**Goal of the exercise:**
Count the lines in the entries below that contain the string "stroller". Give only the number.

**Entries from a dataset:**

++++++++++++++++++++

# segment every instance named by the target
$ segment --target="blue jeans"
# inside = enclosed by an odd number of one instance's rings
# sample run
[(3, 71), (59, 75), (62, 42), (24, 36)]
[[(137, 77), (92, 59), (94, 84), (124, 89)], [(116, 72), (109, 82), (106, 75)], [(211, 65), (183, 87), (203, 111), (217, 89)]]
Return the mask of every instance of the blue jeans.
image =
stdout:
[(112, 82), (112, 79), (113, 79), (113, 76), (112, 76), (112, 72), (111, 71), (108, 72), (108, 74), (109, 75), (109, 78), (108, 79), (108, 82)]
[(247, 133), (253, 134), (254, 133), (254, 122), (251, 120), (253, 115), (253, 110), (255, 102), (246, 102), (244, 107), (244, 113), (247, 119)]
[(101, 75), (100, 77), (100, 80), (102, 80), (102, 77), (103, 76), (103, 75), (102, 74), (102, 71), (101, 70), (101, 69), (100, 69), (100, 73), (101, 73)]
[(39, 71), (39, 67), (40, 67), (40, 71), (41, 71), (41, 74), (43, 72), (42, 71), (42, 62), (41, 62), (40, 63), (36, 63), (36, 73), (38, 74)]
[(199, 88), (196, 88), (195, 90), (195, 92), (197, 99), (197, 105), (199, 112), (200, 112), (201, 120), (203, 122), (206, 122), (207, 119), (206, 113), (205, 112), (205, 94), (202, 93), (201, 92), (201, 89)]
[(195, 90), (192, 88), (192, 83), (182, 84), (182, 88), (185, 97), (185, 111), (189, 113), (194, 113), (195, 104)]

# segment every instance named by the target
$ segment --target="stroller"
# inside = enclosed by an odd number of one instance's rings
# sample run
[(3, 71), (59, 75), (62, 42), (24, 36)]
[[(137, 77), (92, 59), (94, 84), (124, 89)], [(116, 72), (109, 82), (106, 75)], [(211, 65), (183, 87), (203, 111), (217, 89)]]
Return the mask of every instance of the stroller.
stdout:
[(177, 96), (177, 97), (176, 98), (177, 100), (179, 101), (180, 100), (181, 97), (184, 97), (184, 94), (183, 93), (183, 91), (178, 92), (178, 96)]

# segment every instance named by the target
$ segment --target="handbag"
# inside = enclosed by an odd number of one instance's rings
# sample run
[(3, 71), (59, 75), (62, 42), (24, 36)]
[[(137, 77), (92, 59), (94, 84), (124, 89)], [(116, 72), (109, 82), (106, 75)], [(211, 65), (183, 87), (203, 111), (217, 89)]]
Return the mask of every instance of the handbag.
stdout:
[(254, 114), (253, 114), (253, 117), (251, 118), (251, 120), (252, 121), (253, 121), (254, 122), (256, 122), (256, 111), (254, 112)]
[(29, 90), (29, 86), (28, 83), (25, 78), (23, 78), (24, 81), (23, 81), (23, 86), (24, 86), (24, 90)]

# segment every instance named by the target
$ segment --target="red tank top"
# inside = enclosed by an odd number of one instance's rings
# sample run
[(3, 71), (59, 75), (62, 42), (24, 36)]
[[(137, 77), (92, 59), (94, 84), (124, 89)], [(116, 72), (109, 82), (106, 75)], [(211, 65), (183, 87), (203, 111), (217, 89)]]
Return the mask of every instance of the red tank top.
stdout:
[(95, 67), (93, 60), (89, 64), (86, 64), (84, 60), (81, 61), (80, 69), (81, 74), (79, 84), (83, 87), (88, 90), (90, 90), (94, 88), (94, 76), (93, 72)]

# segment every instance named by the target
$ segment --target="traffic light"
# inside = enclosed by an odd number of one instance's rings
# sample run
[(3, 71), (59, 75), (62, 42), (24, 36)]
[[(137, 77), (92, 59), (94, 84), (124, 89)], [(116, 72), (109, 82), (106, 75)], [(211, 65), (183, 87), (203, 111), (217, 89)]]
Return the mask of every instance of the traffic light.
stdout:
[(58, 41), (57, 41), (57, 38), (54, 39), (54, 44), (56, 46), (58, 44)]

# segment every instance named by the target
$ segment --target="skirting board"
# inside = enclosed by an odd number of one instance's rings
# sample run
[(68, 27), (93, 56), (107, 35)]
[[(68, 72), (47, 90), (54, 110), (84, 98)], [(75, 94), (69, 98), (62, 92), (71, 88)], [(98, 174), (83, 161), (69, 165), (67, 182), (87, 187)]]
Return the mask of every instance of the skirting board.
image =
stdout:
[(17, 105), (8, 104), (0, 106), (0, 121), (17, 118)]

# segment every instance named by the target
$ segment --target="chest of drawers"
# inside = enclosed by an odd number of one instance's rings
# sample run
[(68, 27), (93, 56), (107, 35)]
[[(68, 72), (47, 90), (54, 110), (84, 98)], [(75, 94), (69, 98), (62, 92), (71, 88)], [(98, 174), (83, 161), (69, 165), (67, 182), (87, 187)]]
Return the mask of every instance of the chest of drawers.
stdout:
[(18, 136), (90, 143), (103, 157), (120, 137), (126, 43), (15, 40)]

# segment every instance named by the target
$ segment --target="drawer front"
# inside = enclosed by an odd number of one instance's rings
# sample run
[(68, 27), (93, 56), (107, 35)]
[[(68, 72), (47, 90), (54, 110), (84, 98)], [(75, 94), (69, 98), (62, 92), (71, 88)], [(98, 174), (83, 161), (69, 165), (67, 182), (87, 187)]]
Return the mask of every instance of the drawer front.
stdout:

++++++++++++++++++++

**Solution:**
2